Document extract below:
The various CDFs result in different number of genes whose transcripts levels are measured by a probeset or by groups of probesets. In particular, the Bio_CDF contains probesets associated to 13,389 EntrezGenes, while the Entrez8_CDF accounts for 11,999 EntrezGenes. GA6_CDF and GA11_CDF custom-probesets are annotated to 12,074 and 11,408 EntrezGenes respectively, thus representing comparable number of annotated genes when compared with other gene-centered custom CDFs.
In addition, the deviation from the one-to-one probeset/gene match is variable in the different definition files, due both to the existence of multiple probesets per gene (or multiple probesets per transcript as in AV_CDF) [8] or to the presence of the same probe in multiple custom-probesets, that adds ambiguity in the evaluation of signals (e.g. in the RefSeq8_CDF probes with indexes 182067, 182068, 204881, and 204883 are present in 39 different custom-probesets). On the contrary, GeneAnnot based custom-probesets include only probes matching transcripts linked to a single gene. As such, they preserve a one-to-one correspondence between genes and custom-probesets. Furthermore, each probe is assigned to a unique custom-probeset, thus avoiding additional noise due to the use of a probe into multiple probesets.
Finally, the reported data show that, when applied to the analysis of a standard experimental design, GA_CDFs perform similarly to the other custom CDFs, with the additional advantage that GeneAnnot based CDFs are provided with complete annotation libraries compliant with Bioconductor standards, thus allowing an easier implementation by final users.
End of Document extract.
# [Questions]
1: Answer these questions from the custom CDF text:
(a) How many EntrezGenes does the Bio_CDF contain probesets associated to?
(b) In the RefSeq8_CDF, how many different custom-probesets contain the probes with indexes 182067, 182068, 204881, and 204883?
(c) With what standards are the annotation libraries of GeneAnnot based CDFs compliant?
2: Pull from the custom CDF text the words between "In addition, the" and "into multiple probesets.", inclusive, and copy them without change.
Study material below:
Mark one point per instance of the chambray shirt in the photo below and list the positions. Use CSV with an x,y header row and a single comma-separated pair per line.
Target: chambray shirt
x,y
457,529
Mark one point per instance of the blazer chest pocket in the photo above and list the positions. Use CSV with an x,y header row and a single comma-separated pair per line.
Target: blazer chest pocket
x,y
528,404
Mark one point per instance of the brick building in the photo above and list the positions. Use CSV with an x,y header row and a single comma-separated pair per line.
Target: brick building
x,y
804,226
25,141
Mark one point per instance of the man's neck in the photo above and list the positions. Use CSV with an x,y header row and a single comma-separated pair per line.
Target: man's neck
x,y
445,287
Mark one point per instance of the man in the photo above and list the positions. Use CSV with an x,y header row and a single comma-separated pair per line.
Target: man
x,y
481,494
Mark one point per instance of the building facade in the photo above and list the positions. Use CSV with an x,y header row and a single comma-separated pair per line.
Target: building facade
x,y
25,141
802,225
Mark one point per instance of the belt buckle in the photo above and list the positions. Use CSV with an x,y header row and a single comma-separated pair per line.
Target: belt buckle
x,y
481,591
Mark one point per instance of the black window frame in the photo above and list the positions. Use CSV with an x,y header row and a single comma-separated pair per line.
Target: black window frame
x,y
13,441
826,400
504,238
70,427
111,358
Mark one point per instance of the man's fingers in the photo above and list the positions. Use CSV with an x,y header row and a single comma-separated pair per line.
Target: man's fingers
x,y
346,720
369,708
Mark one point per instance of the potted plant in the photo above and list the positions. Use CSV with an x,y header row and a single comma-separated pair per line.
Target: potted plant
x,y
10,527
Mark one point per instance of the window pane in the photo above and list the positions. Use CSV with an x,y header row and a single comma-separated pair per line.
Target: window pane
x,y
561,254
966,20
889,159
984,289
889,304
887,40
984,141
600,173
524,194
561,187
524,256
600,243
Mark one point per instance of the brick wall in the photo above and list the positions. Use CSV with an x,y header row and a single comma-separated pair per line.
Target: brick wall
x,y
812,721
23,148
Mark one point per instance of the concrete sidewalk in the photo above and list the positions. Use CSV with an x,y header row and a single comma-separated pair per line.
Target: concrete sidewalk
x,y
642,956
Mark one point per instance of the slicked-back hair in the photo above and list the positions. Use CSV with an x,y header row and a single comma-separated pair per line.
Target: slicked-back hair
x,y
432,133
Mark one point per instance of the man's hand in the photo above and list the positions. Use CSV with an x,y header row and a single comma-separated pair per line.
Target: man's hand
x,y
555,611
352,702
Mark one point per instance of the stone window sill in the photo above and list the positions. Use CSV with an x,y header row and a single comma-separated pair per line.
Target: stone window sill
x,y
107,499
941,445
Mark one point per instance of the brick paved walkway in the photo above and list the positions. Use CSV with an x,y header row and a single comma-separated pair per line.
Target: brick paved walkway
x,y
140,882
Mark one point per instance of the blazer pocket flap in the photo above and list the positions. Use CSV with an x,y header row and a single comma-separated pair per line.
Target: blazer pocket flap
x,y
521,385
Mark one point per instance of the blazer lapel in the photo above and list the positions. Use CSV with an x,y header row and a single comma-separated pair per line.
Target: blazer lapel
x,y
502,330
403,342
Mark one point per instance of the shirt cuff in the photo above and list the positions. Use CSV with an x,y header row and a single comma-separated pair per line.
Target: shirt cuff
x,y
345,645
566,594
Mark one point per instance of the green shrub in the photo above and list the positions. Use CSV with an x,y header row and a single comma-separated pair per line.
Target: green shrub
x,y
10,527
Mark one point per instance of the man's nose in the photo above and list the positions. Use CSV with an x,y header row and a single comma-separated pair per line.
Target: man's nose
End of Study material.
# [Answers given]
1:
(a) 13,389
(b) 39
(c) Bioconductor standards

2:
In addition, the deviation from the one-to-one probeset/gene match is variable in the different definition files, due both to the existence of multiple probesets per gene (or multiple probesets per transcript as in AV_CDF) [8] or to the presence of the same probe in multiple custom-probesets, that adds ambiguity in the evaluation of signals (e.g. in the RefSeq8_CDF probes with indexes 182067, 182068, 204881, and 204883 are present in 39 different custom-probesets). On the contrary, GeneAnnot based custom-probesets include only probes matching transcripts linked to a single gene. As such, they preserve a one-to-one correspondence between genes and custom-probesets. Furthermore, each probe is assigned to a unique custom-probeset, thus avoiding additional noise due to the use of a probe into multiple probesets.